*ABOUT THIS TASK*. Please return, word for word, the line containing "# give x and y for each instance of the boy's" and each line after it through the end of the data below, and nothing else.

*Stored data entries*.
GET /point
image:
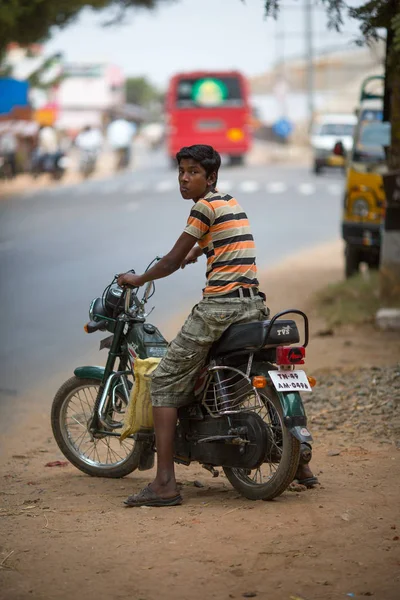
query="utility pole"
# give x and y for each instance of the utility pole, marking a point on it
(308, 35)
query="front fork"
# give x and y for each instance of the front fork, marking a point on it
(100, 408)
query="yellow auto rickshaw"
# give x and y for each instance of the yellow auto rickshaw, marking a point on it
(364, 198)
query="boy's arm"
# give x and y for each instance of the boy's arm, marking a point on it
(192, 256)
(166, 266)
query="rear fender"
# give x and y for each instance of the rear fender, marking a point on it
(294, 415)
(89, 372)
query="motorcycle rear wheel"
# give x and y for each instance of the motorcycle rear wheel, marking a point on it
(272, 478)
(71, 410)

*ANSWER FOR THIS EXERCISE*.
# give x and y for each instance of the boy's arm, marking a point on it
(192, 256)
(166, 266)
query="rear fender"
# give x and y for each instance of the rear fender, marking a point on it
(294, 415)
(89, 372)
query="motorcycle rear wheel"
# give x and y for each instance of the motorcycle rear wheel, marking a point on it
(272, 478)
(71, 410)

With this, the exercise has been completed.